[Records excerpted from a collection]
------------------------

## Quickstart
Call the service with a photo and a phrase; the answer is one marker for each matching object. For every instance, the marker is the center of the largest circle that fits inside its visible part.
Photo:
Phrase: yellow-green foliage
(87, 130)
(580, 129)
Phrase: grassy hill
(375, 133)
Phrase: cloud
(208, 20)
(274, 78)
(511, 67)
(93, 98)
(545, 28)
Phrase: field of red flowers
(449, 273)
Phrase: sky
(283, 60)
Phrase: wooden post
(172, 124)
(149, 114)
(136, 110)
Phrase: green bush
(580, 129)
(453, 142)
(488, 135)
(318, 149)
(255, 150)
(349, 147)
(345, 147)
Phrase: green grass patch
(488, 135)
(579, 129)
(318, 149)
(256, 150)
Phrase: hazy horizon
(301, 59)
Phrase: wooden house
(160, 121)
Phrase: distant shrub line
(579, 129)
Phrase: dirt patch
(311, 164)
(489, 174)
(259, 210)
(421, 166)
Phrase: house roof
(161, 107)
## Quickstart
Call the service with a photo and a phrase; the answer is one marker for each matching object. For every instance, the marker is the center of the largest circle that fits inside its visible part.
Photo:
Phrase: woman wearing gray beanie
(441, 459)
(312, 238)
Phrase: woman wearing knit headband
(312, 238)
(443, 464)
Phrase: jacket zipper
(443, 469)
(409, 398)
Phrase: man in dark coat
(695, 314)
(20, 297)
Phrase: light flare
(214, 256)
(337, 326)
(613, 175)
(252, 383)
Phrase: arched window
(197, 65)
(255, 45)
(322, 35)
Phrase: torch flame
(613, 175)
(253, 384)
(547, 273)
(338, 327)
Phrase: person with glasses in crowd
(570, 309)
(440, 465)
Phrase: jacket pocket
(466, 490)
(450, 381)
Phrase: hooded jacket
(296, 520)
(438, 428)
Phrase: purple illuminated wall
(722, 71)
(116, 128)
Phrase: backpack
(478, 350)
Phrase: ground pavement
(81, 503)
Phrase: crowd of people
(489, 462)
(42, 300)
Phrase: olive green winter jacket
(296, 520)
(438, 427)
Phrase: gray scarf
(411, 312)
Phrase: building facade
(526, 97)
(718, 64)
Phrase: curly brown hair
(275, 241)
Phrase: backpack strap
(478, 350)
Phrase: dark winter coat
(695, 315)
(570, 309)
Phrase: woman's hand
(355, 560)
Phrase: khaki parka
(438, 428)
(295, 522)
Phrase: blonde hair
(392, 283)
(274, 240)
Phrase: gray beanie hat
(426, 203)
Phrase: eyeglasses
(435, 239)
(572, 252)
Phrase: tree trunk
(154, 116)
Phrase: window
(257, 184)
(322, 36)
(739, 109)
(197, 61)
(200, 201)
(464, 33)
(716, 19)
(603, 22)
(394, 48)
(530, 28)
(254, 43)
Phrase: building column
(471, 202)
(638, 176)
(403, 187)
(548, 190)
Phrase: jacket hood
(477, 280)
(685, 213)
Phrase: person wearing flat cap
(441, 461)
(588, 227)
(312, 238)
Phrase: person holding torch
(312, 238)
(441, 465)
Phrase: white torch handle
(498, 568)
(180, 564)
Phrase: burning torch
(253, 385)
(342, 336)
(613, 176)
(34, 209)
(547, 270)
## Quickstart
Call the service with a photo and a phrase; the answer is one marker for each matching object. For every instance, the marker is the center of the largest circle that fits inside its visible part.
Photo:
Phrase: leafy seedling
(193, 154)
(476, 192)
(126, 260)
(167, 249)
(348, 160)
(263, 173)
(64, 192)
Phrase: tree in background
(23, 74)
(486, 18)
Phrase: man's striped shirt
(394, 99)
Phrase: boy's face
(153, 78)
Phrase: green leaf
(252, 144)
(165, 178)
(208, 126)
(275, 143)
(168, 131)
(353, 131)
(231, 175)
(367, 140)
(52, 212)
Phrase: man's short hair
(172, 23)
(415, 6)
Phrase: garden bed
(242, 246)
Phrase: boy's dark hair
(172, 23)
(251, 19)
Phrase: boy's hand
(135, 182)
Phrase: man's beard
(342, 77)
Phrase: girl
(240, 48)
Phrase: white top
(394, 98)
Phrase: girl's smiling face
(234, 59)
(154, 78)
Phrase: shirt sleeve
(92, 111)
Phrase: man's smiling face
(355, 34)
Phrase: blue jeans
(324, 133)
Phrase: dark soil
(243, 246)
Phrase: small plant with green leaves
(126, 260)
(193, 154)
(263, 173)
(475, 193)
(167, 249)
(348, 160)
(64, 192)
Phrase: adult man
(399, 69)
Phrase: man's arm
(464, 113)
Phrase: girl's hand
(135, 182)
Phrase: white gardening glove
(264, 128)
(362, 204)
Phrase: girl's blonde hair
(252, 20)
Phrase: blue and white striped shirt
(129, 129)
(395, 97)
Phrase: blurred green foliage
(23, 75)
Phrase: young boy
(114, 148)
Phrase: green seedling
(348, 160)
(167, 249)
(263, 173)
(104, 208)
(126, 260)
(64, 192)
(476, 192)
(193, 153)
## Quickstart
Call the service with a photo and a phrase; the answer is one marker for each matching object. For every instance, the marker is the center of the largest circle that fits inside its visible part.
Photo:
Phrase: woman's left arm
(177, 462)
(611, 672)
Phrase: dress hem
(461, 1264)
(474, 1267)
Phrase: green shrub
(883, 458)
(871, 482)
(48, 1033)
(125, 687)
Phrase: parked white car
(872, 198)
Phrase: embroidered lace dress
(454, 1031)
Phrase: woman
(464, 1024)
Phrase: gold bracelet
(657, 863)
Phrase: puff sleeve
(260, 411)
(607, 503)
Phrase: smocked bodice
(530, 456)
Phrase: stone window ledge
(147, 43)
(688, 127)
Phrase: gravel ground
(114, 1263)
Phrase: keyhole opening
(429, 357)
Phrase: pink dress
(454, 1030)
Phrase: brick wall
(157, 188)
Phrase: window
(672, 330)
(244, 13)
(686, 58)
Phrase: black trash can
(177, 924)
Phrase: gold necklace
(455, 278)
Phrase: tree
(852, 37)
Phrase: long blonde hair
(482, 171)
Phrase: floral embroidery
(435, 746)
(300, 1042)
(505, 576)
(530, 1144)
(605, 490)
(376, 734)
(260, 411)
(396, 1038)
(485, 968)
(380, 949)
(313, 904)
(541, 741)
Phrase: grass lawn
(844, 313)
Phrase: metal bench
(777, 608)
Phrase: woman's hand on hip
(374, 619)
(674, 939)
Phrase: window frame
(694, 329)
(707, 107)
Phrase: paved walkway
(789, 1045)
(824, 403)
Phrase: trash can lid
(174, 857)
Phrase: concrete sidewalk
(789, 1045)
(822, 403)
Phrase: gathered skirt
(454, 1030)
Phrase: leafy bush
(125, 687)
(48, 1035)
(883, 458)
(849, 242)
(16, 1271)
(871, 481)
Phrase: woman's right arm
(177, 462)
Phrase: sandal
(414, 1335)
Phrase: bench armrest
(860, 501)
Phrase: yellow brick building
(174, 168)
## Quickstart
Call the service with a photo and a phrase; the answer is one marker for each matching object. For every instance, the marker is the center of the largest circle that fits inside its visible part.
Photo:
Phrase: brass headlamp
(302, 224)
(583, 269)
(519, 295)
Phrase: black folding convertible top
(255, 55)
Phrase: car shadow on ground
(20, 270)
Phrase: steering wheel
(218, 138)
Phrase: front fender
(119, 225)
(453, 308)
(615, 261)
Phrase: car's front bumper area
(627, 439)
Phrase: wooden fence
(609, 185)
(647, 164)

------------------------

Instructions to follow — Repeat, without changes, every line from the one that contains "Phrase: smocked bodice" through the final line of the data.

Answer to the task —
Phrase: smocked bodice
(530, 456)
Phrase: stone window ledge
(147, 43)
(688, 127)
Phrase: gravel ground
(114, 1263)
Phrase: keyhole opening
(429, 357)
Phrase: pink dress
(454, 1030)
Phrase: brick wall
(157, 188)
Phrase: window
(672, 330)
(244, 13)
(686, 58)
Phrase: black trash can
(177, 924)
Phrase: gold necklace
(455, 278)
Phrase: tree
(852, 37)
Phrase: long blonde hair
(482, 171)
Phrase: floral embroidery
(435, 746)
(300, 1042)
(505, 576)
(530, 1144)
(605, 490)
(376, 734)
(260, 411)
(396, 1038)
(485, 968)
(380, 949)
(313, 904)
(541, 741)
Phrase: grass lawn
(844, 313)
Phrase: metal bench
(777, 608)
Phrase: woman's hand on hip
(374, 619)
(674, 939)
Phrase: window frame
(694, 329)
(707, 107)
Phrase: paved walkway
(789, 1045)
(824, 403)
Phrase: trash can lid
(174, 857)
Phrase: concrete sidewalk
(789, 1045)
(822, 403)
Phrase: gathered skirt
(454, 1030)
Phrase: leafy bush
(125, 687)
(48, 1035)
(883, 458)
(849, 242)
(16, 1271)
(871, 481)
Phrase: woman's right arm
(177, 462)
Phrase: sandal
(414, 1335)
Phrase: bench armrest
(860, 501)
Phrase: yellow brick building
(174, 168)
## Quickstart
Call the service with a photo and a phrase; the answer is one marker for each matching object. For every instance, the marker is the center of the largest circle that fits inside its visible part.
Photo:
Phrase: brass headlamp
(302, 224)
(583, 269)
(519, 295)
Phrase: black folding convertible top
(255, 55)
Phrase: car shadow on ground
(20, 270)
Phrase: steering wheel
(218, 138)
Phrase: front fender
(119, 225)
(453, 308)
(615, 261)
Phrase: car's front bumper area
(627, 439)
Phrase: wooden fence
(609, 185)
(647, 164)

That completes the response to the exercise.